_Consignes:_
1 > Dans le texte sur les terrains constructibles au Luxembourg, résumez sous forme de liste le paragraphe qui commence par « Les propriétaires qui détiennent les terrains constructibles » en conservant ses faits essentiels.
2 > Prolongez le texte sur les terrains constructibles au Luxembourg en enchaînant directement après sa dernière phrase.

_Texte fourni:_
★ ★ ★ ★

Je trouve très bien qu'il y ait des grands projets, car cela va produire des logements. C'est un bon début, mais il en faut plus. Ce devrait être une priorité nationale. Si Google parvient en peu de temps à acquérir 33 hectares pour implanter un data center... Quand il y a des besoins pressants dans le domaine économique, on ne lésine pas sur les moyens pour faire réaliser un projet. Pourquoi ne pas utiliser cette même énergie et cette même urgence pour le logement et en faire une priorité nationale...
Qu'est-ce que cette situation dit de la société luxembourgeoise?
Les propriétaires qui détiennent les terrains constructibles constituent une véritable minorité. 16.000, c'est le nombre global de personnes privées, mais ce chiffre englobe les personnes qui possèdent très peu de terrain. Les personnes qui détiennent vraiment des espaces constructibles et qui pourraient faire bouger les choses sont en réalité moins de 1.000. Moins de 1.000 personnes dans un pays de 626.000 habitants, cela me semble dérisoire. Ce que je trouve encore plus étonnant, c'est que la population soit prête à défendre implicitement les droits de cette minorité à profiter à l'extrême du système.
Il faut rappeler que ces propriétaires n'ont rien fait pour être dans cette position, la valeur des terrains qu'ils possèdent dépend du développement économique du pays qui a été réalisé par tout le reste de la population. Ces propriétaires sont assis sur des biens qui prennent de la valeur quand les autres travaillent. S'il existe un intérêt des propriétaires à voir les prix augmenter, car s'opposer au fait de voir son patrimoine grandir n'aurait pas de sens, s'interroger sur le rythme de croissance peut en avoir, car le niveau atteint ces trois dernières années n'est pas justifié par les seuls fondamentaux de l'économie.

★ ★ ★ ★

_Données fournies:_
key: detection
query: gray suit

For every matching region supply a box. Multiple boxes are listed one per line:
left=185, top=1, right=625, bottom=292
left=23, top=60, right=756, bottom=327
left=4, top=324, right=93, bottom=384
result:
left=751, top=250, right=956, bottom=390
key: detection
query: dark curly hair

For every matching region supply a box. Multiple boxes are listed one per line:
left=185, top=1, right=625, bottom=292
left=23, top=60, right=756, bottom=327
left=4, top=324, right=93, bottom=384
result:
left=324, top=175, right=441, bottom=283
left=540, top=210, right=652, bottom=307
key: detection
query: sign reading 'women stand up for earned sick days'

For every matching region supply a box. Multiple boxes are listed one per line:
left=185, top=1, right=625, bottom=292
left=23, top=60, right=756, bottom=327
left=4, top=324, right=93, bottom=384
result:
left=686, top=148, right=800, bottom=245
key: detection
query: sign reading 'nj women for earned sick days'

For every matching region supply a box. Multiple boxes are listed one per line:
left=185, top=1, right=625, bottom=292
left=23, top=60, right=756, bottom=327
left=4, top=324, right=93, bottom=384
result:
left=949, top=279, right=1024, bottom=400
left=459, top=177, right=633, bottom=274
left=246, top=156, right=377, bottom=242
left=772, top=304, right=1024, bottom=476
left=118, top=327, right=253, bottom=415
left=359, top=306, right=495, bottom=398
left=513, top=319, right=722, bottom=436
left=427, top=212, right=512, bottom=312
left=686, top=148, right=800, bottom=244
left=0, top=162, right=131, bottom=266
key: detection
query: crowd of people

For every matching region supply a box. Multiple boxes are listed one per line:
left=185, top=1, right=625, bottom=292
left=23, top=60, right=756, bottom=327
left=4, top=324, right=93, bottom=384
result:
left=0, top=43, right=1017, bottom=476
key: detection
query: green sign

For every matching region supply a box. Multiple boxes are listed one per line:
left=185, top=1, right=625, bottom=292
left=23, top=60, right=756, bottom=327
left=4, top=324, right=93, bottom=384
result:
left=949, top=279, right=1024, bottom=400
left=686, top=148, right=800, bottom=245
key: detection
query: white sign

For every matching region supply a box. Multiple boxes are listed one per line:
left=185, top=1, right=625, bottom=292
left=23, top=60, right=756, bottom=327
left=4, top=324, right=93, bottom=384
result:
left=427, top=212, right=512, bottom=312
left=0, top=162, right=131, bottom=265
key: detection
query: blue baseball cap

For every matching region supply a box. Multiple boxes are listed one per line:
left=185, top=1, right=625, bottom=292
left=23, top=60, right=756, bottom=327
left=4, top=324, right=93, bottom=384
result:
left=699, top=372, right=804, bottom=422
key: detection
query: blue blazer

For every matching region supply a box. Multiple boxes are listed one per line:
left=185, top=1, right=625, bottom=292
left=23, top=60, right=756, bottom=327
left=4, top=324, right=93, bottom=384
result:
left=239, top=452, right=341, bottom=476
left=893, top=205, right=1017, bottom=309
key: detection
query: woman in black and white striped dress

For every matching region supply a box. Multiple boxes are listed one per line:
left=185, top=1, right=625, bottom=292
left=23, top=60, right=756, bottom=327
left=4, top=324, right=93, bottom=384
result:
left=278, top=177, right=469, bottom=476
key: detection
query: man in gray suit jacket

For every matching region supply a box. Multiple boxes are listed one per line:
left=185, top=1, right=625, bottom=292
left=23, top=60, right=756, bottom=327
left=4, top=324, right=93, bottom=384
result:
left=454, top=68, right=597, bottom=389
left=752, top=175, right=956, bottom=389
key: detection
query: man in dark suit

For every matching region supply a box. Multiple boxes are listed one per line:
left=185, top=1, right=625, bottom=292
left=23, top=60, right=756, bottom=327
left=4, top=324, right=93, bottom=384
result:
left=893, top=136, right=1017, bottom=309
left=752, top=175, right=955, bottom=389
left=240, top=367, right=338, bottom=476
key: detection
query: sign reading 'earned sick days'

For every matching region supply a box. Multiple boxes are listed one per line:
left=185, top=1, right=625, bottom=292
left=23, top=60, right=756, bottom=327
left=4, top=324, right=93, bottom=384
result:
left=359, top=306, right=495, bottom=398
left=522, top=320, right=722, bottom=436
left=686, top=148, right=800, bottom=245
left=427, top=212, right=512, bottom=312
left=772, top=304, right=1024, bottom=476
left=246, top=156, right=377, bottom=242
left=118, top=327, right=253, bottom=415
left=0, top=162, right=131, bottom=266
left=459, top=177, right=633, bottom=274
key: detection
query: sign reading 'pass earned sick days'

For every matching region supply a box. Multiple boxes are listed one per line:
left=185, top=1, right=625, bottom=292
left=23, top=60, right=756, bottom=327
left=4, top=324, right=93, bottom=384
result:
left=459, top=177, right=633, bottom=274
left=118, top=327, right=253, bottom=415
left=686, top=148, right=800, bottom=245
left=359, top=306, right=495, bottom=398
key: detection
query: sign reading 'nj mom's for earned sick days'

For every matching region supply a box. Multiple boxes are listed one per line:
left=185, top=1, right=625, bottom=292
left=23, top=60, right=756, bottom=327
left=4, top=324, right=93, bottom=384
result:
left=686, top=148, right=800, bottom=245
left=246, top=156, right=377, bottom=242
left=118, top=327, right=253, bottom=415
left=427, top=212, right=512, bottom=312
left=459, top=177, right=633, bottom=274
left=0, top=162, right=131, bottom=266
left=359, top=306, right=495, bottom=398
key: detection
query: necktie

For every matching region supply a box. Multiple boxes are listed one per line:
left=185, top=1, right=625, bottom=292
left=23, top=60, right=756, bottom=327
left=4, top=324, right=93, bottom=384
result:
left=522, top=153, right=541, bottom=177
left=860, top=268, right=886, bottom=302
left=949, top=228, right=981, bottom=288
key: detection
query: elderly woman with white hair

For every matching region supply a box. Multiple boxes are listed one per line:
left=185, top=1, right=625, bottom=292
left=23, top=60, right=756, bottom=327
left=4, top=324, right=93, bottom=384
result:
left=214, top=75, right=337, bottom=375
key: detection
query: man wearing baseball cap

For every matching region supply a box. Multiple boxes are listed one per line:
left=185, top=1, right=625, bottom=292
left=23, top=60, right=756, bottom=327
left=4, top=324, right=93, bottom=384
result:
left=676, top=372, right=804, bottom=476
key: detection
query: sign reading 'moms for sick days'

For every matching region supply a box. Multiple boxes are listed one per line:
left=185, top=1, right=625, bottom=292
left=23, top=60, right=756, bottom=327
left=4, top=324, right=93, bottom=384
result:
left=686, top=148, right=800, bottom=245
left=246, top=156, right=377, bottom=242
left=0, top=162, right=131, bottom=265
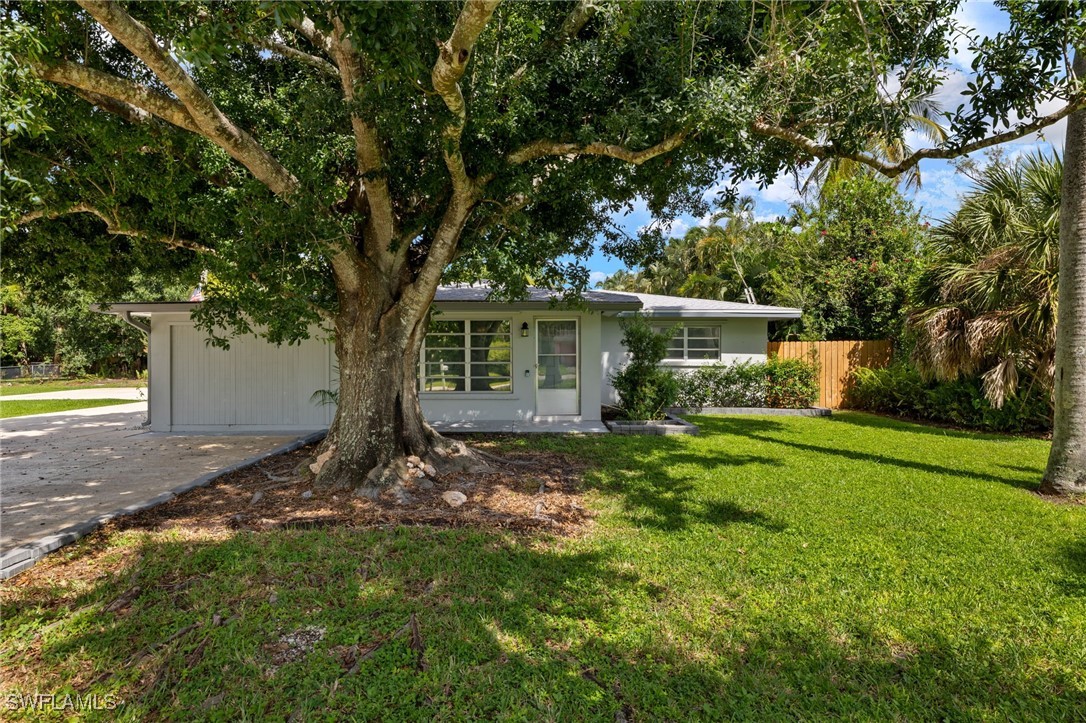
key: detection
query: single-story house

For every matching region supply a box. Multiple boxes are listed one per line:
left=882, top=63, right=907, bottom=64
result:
left=97, top=286, right=800, bottom=432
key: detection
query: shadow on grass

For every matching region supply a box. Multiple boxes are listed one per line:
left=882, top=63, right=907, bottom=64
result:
left=1060, top=540, right=1086, bottom=597
left=3, top=523, right=1086, bottom=721
left=697, top=414, right=1040, bottom=491
left=822, top=410, right=1042, bottom=442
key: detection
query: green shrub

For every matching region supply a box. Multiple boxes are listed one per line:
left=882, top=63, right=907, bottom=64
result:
left=849, top=363, right=1052, bottom=432
left=677, top=362, right=766, bottom=409
left=610, top=315, right=679, bottom=419
left=766, top=356, right=819, bottom=409
left=677, top=357, right=819, bottom=409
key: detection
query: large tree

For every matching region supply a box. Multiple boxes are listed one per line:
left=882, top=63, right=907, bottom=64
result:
left=0, top=0, right=1083, bottom=484
left=909, top=148, right=1063, bottom=407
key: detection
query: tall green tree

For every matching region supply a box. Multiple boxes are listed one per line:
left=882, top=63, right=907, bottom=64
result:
left=771, top=174, right=927, bottom=340
left=0, top=0, right=1083, bottom=484
left=601, top=196, right=783, bottom=304
left=910, top=153, right=1063, bottom=407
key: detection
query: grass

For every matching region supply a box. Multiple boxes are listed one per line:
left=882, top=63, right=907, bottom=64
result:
left=0, top=377, right=147, bottom=396
left=0, top=399, right=132, bottom=419
left=0, top=414, right=1086, bottom=721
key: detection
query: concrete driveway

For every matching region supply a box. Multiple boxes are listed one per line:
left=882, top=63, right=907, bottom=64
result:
left=0, top=402, right=317, bottom=562
left=3, top=386, right=147, bottom=402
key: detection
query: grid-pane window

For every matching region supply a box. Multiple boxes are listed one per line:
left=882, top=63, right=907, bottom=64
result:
left=420, top=319, right=513, bottom=392
left=656, top=327, right=720, bottom=362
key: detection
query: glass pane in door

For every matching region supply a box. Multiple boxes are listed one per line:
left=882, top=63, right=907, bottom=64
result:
left=535, top=320, right=577, bottom=390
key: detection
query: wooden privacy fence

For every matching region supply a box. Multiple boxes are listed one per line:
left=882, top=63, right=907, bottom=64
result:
left=767, top=339, right=892, bottom=409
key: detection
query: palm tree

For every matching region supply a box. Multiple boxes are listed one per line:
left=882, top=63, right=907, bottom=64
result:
left=601, top=196, right=778, bottom=304
left=910, top=153, right=1063, bottom=407
left=800, top=96, right=947, bottom=195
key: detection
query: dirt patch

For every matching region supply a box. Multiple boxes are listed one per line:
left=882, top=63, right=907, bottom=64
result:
left=0, top=437, right=593, bottom=594
left=103, top=436, right=591, bottom=534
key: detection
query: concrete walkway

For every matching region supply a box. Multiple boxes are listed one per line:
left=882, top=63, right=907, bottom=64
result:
left=0, top=386, right=147, bottom=402
left=0, top=403, right=314, bottom=562
left=430, top=419, right=610, bottom=434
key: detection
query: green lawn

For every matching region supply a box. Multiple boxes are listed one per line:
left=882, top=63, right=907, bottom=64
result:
left=0, top=414, right=1086, bottom=721
left=0, top=399, right=132, bottom=419
left=0, top=378, right=147, bottom=396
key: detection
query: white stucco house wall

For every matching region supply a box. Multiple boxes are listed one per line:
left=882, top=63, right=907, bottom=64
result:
left=97, top=286, right=800, bottom=432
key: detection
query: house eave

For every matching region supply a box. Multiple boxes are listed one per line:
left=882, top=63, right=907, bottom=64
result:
left=618, top=308, right=803, bottom=319
left=433, top=302, right=641, bottom=314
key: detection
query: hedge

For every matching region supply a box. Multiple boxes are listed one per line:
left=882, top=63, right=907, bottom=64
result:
left=675, top=357, right=819, bottom=409
left=849, top=363, right=1052, bottom=432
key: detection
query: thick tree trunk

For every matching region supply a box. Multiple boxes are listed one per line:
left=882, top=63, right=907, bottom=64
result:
left=317, top=270, right=485, bottom=493
left=1041, top=51, right=1086, bottom=496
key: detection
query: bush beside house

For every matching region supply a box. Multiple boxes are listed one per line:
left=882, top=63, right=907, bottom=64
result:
left=610, top=316, right=679, bottom=420
left=675, top=357, right=819, bottom=409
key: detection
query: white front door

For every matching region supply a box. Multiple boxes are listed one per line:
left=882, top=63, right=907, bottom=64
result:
left=535, top=319, right=581, bottom=417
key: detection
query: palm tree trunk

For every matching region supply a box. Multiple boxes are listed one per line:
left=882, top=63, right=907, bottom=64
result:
left=1041, top=50, right=1086, bottom=496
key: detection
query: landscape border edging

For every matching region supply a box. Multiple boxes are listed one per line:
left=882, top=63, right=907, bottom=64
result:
left=668, top=407, right=833, bottom=417
left=604, top=413, right=700, bottom=436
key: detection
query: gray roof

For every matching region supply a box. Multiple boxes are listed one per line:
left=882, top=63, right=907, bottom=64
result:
left=91, top=284, right=801, bottom=319
left=433, top=283, right=641, bottom=308
left=623, top=293, right=803, bottom=319
left=433, top=284, right=803, bottom=319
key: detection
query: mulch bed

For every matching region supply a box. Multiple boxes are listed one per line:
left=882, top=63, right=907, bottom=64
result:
left=104, top=436, right=591, bottom=535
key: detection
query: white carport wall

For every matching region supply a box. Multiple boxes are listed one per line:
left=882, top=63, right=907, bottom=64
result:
left=148, top=313, right=336, bottom=432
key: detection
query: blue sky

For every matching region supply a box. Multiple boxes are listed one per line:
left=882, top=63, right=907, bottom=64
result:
left=586, top=2, right=1065, bottom=283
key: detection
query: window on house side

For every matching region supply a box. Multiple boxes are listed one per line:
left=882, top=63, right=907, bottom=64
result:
left=419, top=319, right=513, bottom=392
left=656, top=326, right=720, bottom=362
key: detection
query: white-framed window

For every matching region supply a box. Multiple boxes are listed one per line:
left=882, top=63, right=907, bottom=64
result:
left=655, top=326, right=720, bottom=362
left=419, top=319, right=513, bottom=393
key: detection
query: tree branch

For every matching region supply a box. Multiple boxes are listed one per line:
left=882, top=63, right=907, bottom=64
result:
left=290, top=17, right=332, bottom=58
left=406, top=0, right=498, bottom=307
left=15, top=203, right=215, bottom=255
left=327, top=17, right=396, bottom=270
left=506, top=131, right=686, bottom=166
left=251, top=38, right=339, bottom=77
left=430, top=0, right=498, bottom=193
left=750, top=96, right=1086, bottom=178
left=27, top=61, right=200, bottom=134
left=512, top=0, right=599, bottom=86
left=78, top=0, right=299, bottom=196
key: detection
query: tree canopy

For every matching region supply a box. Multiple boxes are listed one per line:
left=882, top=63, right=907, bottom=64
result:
left=0, top=0, right=1086, bottom=480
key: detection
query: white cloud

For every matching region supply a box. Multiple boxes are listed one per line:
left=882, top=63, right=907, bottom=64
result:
left=912, top=166, right=970, bottom=220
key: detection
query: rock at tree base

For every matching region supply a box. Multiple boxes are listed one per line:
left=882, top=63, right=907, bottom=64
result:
left=441, top=490, right=468, bottom=507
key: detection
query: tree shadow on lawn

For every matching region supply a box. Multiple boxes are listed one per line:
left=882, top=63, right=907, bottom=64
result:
left=3, top=528, right=1086, bottom=721
left=589, top=437, right=786, bottom=532
left=697, top=414, right=1043, bottom=491
left=819, top=409, right=1036, bottom=443
left=1060, top=540, right=1086, bottom=597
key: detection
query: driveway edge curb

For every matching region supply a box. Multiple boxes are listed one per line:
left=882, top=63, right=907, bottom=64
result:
left=0, top=431, right=327, bottom=580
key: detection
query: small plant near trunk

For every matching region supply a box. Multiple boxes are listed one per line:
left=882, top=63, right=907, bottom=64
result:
left=610, top=315, right=679, bottom=420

★ ★ ★ ★

_Réponses par consigne:_
1 >
- Les propriétaires de terrains constructibles forment une véritable minorité.
- On compte 16.000 propriétaires privés au total, mais ce chiffre inclut des personnes qui possèdent très peu de terrain.
- Moins de 1.000 personnes détiennent réellement des espaces constructibles et pourraient faire bouger les choses.
- Ce nombre paraît dérisoire dans un pays de 626.000 habitants.
- Plus étonnant encore, la population semble prête à défendre implicitement le droit de cette minorité à profiter à l'extrême du système.

2 >
Donc vous pensez qu'une bulle immobilière est en train de se former?
Ce n'est pas mon domaine, je ne peux donc pas l'affirmer. Ce que je constate, c'est que les prix de l'immobilier ont atteint un nouveau plateau. Si une croissance annuelle de 5% pouvait s'expliquer par le fait que le Luxembourg reste un pays attractif, le passage à 11% de croissance annuelle s'explique plus difficilement. Outre le fait que cela empêche les nouveaux arrivants d'acquérir un logement, cela a aussi des effets collatéraux dont l'incertitude. Ce qui peut, au final, impacter l'attractivité du pays. Raison pour laquelle je pense qu'il devrait y avoir une réflexion publique pour tenter de calmer un peu le jeu.